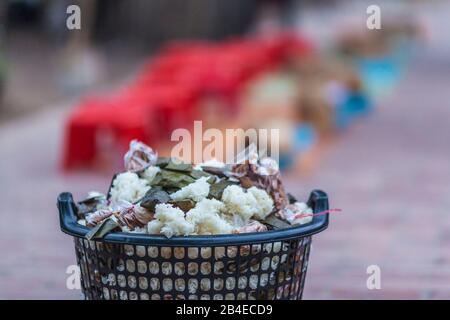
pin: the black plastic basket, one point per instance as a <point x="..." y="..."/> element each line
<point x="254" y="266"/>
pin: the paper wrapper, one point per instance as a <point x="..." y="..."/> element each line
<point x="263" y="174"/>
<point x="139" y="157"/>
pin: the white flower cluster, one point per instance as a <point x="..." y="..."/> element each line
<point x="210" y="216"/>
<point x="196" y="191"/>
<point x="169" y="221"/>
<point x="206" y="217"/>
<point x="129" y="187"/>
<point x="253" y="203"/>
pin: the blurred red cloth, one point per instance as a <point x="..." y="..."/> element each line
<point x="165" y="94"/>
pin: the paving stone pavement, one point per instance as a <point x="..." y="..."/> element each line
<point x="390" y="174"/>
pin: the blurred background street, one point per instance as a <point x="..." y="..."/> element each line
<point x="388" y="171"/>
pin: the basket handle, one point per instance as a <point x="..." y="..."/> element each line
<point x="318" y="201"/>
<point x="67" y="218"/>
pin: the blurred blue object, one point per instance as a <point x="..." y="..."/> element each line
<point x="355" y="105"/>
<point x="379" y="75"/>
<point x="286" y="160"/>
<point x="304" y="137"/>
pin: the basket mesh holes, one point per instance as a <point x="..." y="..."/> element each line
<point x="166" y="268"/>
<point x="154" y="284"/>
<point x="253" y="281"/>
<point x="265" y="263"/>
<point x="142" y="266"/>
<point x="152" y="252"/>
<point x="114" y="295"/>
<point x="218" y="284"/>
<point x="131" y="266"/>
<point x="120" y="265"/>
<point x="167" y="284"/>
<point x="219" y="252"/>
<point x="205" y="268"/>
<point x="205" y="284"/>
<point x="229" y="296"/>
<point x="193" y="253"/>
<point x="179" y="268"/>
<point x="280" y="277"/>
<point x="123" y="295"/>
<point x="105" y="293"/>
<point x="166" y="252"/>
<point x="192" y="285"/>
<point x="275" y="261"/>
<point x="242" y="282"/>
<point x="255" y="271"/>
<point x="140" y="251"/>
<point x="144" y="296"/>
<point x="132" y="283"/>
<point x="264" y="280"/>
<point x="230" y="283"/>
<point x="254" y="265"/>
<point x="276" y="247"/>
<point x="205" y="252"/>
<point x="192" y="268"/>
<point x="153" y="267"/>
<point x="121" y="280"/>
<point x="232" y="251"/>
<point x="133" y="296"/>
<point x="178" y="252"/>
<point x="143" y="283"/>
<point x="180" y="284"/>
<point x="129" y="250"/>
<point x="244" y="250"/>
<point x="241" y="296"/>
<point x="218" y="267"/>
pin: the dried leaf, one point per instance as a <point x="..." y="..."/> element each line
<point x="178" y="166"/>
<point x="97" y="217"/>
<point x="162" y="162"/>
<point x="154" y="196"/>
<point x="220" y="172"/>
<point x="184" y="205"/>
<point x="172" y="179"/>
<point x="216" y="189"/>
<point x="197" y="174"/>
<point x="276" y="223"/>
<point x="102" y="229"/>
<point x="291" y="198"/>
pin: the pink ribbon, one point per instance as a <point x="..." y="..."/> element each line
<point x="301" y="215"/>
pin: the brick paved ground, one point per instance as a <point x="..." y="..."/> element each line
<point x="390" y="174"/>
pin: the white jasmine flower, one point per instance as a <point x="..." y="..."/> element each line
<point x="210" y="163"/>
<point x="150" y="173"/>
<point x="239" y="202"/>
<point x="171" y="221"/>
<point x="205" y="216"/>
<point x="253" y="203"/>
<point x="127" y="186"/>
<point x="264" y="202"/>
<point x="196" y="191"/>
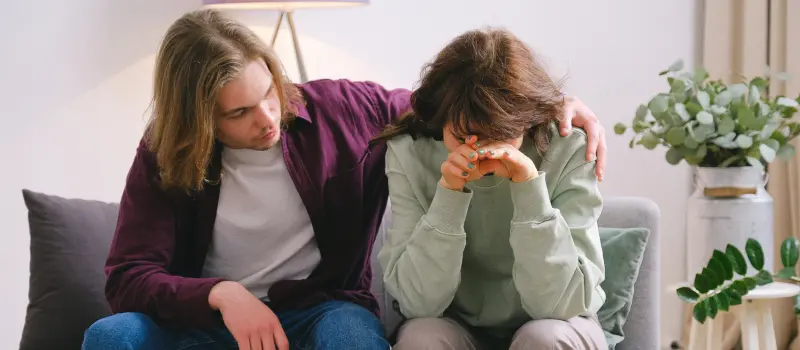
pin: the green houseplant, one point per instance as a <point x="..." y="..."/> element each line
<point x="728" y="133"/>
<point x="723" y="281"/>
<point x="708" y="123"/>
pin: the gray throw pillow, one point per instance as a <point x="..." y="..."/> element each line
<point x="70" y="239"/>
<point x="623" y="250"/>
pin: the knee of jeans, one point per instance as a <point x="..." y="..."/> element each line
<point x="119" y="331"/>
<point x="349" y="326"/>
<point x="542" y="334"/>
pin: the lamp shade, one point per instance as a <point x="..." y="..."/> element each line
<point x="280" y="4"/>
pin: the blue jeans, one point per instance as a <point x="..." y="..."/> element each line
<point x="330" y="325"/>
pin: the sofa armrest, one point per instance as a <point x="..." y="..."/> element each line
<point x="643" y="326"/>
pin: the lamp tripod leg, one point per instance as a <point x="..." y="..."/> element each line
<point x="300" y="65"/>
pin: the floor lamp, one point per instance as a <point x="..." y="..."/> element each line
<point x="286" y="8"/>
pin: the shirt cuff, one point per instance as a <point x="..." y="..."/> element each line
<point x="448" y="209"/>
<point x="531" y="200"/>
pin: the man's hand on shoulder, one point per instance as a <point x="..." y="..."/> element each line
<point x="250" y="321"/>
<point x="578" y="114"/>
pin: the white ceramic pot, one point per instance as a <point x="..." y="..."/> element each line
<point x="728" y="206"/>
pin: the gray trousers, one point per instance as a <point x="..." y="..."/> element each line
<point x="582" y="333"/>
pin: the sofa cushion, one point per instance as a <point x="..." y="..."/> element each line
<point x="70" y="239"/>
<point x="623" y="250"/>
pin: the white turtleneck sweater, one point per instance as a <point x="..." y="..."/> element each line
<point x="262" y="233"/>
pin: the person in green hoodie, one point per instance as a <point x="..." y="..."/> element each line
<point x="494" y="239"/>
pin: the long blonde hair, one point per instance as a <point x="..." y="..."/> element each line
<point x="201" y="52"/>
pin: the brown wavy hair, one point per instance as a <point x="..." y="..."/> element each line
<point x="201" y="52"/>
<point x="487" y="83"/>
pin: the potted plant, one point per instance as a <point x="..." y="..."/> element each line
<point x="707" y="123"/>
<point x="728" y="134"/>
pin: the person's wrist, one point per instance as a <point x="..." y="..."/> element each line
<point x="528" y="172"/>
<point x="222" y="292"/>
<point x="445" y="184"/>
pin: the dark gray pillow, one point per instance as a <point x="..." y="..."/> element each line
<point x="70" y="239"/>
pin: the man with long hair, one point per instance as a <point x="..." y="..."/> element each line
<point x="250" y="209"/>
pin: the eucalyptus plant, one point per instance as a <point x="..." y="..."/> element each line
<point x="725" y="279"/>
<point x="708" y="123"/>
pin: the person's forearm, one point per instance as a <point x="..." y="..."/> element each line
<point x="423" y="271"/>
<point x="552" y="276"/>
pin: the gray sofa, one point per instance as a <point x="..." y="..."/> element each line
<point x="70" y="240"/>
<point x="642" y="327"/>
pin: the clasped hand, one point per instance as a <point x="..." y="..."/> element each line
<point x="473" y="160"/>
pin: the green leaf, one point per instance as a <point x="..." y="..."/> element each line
--
Update the listing by changing "one point per instance" to "a single point for each instance" wherever it appears, leaving everything else untouched. Leave the pictures out of your copy.

◆ REPLY
pin: the black plastic basket, a single point for each instance as a <point x="..." y="..."/> element each line
<point x="254" y="266"/>
pin: the paper wrapper, a single point for each instance as a <point x="..." y="..."/> element each line
<point x="263" y="174"/>
<point x="139" y="157"/>
pin: the white flower cluster, a single point for each instance as a <point x="..." y="..."/> element each line
<point x="210" y="216"/>
<point x="196" y="191"/>
<point x="169" y="221"/>
<point x="206" y="217"/>
<point x="129" y="187"/>
<point x="253" y="203"/>
pin: the blurred red cloth, a single point for each instance as a <point x="..." y="..."/> element each line
<point x="165" y="94"/>
pin: the paving stone pavement, a single point for each instance as a <point x="..." y="..."/> element each line
<point x="390" y="174"/>
pin: the blurred background street, a single point for each instance as a <point x="..." y="..."/> element each line
<point x="388" y="171"/>
pin: the basket handle, a single point for each instance as a <point x="..." y="..."/> element each line
<point x="318" y="201"/>
<point x="67" y="218"/>
pin: the blurred blue object, a single point for each instance as a <point x="..." y="..."/> element each line
<point x="355" y="105"/>
<point x="379" y="75"/>
<point x="286" y="160"/>
<point x="304" y="137"/>
pin: the basket mesh holes, a single point for each instance as a <point x="..." y="..."/> element each line
<point x="166" y="268"/>
<point x="154" y="284"/>
<point x="253" y="281"/>
<point x="265" y="263"/>
<point x="142" y="266"/>
<point x="152" y="252"/>
<point x="114" y="295"/>
<point x="218" y="284"/>
<point x="131" y="266"/>
<point x="120" y="265"/>
<point x="167" y="284"/>
<point x="219" y="252"/>
<point x="205" y="268"/>
<point x="205" y="284"/>
<point x="229" y="296"/>
<point x="193" y="253"/>
<point x="179" y="268"/>
<point x="280" y="277"/>
<point x="123" y="295"/>
<point x="105" y="293"/>
<point x="166" y="252"/>
<point x="192" y="285"/>
<point x="275" y="261"/>
<point x="242" y="282"/>
<point x="255" y="271"/>
<point x="140" y="251"/>
<point x="144" y="296"/>
<point x="132" y="283"/>
<point x="264" y="280"/>
<point x="230" y="283"/>
<point x="254" y="265"/>
<point x="276" y="247"/>
<point x="205" y="252"/>
<point x="192" y="268"/>
<point x="153" y="267"/>
<point x="121" y="280"/>
<point x="232" y="251"/>
<point x="133" y="296"/>
<point x="178" y="252"/>
<point x="143" y="283"/>
<point x="180" y="284"/>
<point x="129" y="250"/>
<point x="244" y="250"/>
<point x="241" y="296"/>
<point x="218" y="267"/>
pin: the dried leaf, a single point for each instance as a <point x="..." y="..."/> element each line
<point x="178" y="166"/>
<point x="97" y="217"/>
<point x="162" y="162"/>
<point x="154" y="196"/>
<point x="220" y="172"/>
<point x="184" y="205"/>
<point x="172" y="179"/>
<point x="216" y="189"/>
<point x="197" y="174"/>
<point x="276" y="223"/>
<point x="102" y="229"/>
<point x="291" y="198"/>
pin: the pink ribbon, a single point for each instance as a <point x="..." y="..."/> element each line
<point x="301" y="215"/>
pin: the brick paved ground, a single point for each instance as a <point x="..." y="..."/> element each line
<point x="390" y="174"/>
pin: the white jasmine flower, a single point for each instance as a <point x="..." y="..."/> element each line
<point x="210" y="163"/>
<point x="150" y="173"/>
<point x="239" y="202"/>
<point x="171" y="221"/>
<point x="205" y="216"/>
<point x="253" y="203"/>
<point x="127" y="186"/>
<point x="264" y="202"/>
<point x="196" y="191"/>
pin: the green houseplant, a single point for each instance as a <point x="..." y="..."/> element each line
<point x="728" y="133"/>
<point x="723" y="281"/>
<point x="708" y="123"/>
pin: the gray throw pillow, a single point for each instance as a <point x="..." y="..."/> element each line
<point x="70" y="239"/>
<point x="623" y="250"/>
pin: the knee of jeans, a single point for each instance as a <point x="..." y="..."/> element each line
<point x="119" y="331"/>
<point x="349" y="326"/>
<point x="542" y="334"/>
pin: the lamp shade, a single point for each instance as a <point x="..." y="..."/> element each line
<point x="280" y="4"/>
pin: the blue jeans, a single point for each instance as a <point x="..." y="..."/> element each line
<point x="330" y="325"/>
pin: the sofa armrest, a single point for each instance as a <point x="..." y="..."/> element each line
<point x="643" y="326"/>
pin: the lamp tripod leg, a single point for each instance as a <point x="..." y="..."/> element each line
<point x="300" y="65"/>
pin: the floor lamp, a single point for each instance as a <point x="..." y="..."/> element each line
<point x="286" y="8"/>
pin: the shirt cuff, a single point for each instance as a <point x="..." y="..."/> element each line
<point x="448" y="209"/>
<point x="531" y="200"/>
pin: the man's hand on shoulder, a single point for each instance as a <point x="..." y="..."/> element each line
<point x="250" y="321"/>
<point x="578" y="114"/>
pin: the white ceramic pot, a single point for each instance as a <point x="..." y="..."/> element each line
<point x="728" y="206"/>
pin: the gray trousers, a single point for each instance as a <point x="..." y="..."/> element each line
<point x="582" y="333"/>
pin: the sofa cushion, a single point for each instance as a <point x="..." y="..."/> element each line
<point x="70" y="239"/>
<point x="623" y="250"/>
pin: the white turtleneck sweater, a single point for each instance as a <point x="..." y="..."/> element each line
<point x="262" y="233"/>
pin: the person in green hoodie, a single point for each instance as a <point x="..." y="..."/> element each line
<point x="494" y="239"/>
pin: the long blonde hair, a single point for each instance as a <point x="..." y="..."/> element each line
<point x="201" y="52"/>
pin: the brown wavy hair, a single point for each instance as a <point x="..." y="..."/> element each line
<point x="201" y="52"/>
<point x="487" y="83"/>
pin: the potted plant, a single point for each instance as a <point x="..." y="..."/> element each line
<point x="707" y="123"/>
<point x="728" y="134"/>
pin: the person's wrist, a single point for each instance as a <point x="..." y="..."/> element each line
<point x="528" y="172"/>
<point x="222" y="292"/>
<point x="445" y="184"/>
pin: the dark gray pillow, a single point for each instance as a <point x="..." y="..."/> element each line
<point x="70" y="239"/>
pin: the man with long hair, a single point for each instance as a <point x="..." y="..."/> element each line
<point x="250" y="209"/>
pin: the eucalyptus plant, a single point for each instance as a <point x="..." y="..."/> element each line
<point x="725" y="279"/>
<point x="708" y="123"/>
pin: the person's forearm, a single point for each instance as a <point x="..." y="..."/> element each line
<point x="423" y="271"/>
<point x="552" y="276"/>
pin: the gray sofa, a single point for each instance as a <point x="..." y="..."/> element each line
<point x="70" y="240"/>
<point x="642" y="327"/>
pin: the clasped hand, a single point for each instance as a <point x="..." y="..."/> element each line
<point x="473" y="160"/>
pin: the green leaf, a single point for each instance as a <point x="..." y="..."/> element each line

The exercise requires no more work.